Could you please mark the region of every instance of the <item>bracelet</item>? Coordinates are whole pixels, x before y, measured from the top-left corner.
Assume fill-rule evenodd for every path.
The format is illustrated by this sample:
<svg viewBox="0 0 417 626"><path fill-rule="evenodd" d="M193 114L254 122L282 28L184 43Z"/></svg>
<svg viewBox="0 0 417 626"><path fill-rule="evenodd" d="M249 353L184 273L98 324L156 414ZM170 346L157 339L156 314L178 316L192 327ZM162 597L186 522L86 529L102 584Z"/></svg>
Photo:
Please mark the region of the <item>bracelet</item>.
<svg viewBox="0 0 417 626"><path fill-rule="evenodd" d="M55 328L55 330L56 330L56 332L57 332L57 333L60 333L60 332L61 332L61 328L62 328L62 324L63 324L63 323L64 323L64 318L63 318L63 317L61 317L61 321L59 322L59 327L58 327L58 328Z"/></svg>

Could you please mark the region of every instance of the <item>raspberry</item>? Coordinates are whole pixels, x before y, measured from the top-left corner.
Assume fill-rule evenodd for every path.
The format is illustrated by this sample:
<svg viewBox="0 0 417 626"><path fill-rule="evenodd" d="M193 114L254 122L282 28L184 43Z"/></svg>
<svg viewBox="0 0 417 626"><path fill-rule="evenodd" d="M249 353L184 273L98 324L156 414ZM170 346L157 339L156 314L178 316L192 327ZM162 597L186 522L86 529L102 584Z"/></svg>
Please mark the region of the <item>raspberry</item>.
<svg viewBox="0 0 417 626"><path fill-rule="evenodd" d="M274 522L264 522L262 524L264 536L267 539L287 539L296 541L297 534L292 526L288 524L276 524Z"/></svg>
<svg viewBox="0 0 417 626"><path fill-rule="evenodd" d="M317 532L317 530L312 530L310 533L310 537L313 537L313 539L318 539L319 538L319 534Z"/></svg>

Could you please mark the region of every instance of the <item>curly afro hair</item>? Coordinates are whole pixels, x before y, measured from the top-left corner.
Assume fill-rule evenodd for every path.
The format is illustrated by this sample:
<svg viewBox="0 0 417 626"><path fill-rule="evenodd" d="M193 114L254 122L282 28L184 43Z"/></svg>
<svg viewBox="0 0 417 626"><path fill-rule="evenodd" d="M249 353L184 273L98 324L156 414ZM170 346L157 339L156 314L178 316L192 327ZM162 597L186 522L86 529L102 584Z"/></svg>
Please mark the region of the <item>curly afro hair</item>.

::::::

▶ [ASSIGNMENT] Having read the material, set all of it down again without a single difference.

▶ [RESPONSE TO THE EXERCISE]
Could you please mark the region of every instance of the <item>bracelet</item>? Coordinates are whole pixels, x before y, measured from the top-left corner.
Assume fill-rule evenodd for every path.
The format is illustrated by this sample:
<svg viewBox="0 0 417 626"><path fill-rule="evenodd" d="M193 114L254 122L282 28L184 43Z"/></svg>
<svg viewBox="0 0 417 626"><path fill-rule="evenodd" d="M249 353L184 273L98 324L156 414ZM170 346L157 339L156 314L178 316L192 327ZM162 597L186 522L86 529L102 584Z"/></svg>
Photo:
Please mark the region of the <item>bracelet</item>.
<svg viewBox="0 0 417 626"><path fill-rule="evenodd" d="M55 328L55 330L56 330L56 332L57 332L57 333L60 333L60 332L61 332L61 328L62 328L62 324L63 324L63 323L64 323L64 318L63 318L63 317L61 317L61 321L59 322L59 327L58 327L58 328Z"/></svg>

Could you please mark the region of every instance of the <item>raspberry</item>? Coordinates are whole pixels, x before y, measured from the top-left corner.
Assume fill-rule evenodd for every path.
The format is illustrated by this sample:
<svg viewBox="0 0 417 626"><path fill-rule="evenodd" d="M193 114L254 122L282 28L184 43Z"/></svg>
<svg viewBox="0 0 417 626"><path fill-rule="evenodd" d="M249 353L184 273L98 324L156 414ZM170 346L157 339L156 314L178 316L192 327ZM162 597L186 522L86 529L102 584Z"/></svg>
Please mark the region of the <item>raspberry</item>.
<svg viewBox="0 0 417 626"><path fill-rule="evenodd" d="M274 522L264 522L262 524L264 536L267 539L287 539L296 541L297 534L292 526L288 524L276 524Z"/></svg>
<svg viewBox="0 0 417 626"><path fill-rule="evenodd" d="M317 532L317 530L312 530L310 533L310 537L313 537L313 539L318 539L319 538L319 534Z"/></svg>

Could you please mark the region of every instance of the <item>curly afro hair</item>? Coordinates are whole pixels, x before y, measured from the top-left corner.
Assume fill-rule evenodd for every path.
The format is illustrated by this sample:
<svg viewBox="0 0 417 626"><path fill-rule="evenodd" d="M193 114L254 122L282 28L184 43Z"/></svg>
<svg viewBox="0 0 417 626"><path fill-rule="evenodd" d="M249 353L184 273L98 324L156 414ZM170 346L157 339L156 314L178 316L192 327ZM162 597L186 522L86 529L102 584Z"/></svg>
Please mark the region of the <item>curly afro hair</item>.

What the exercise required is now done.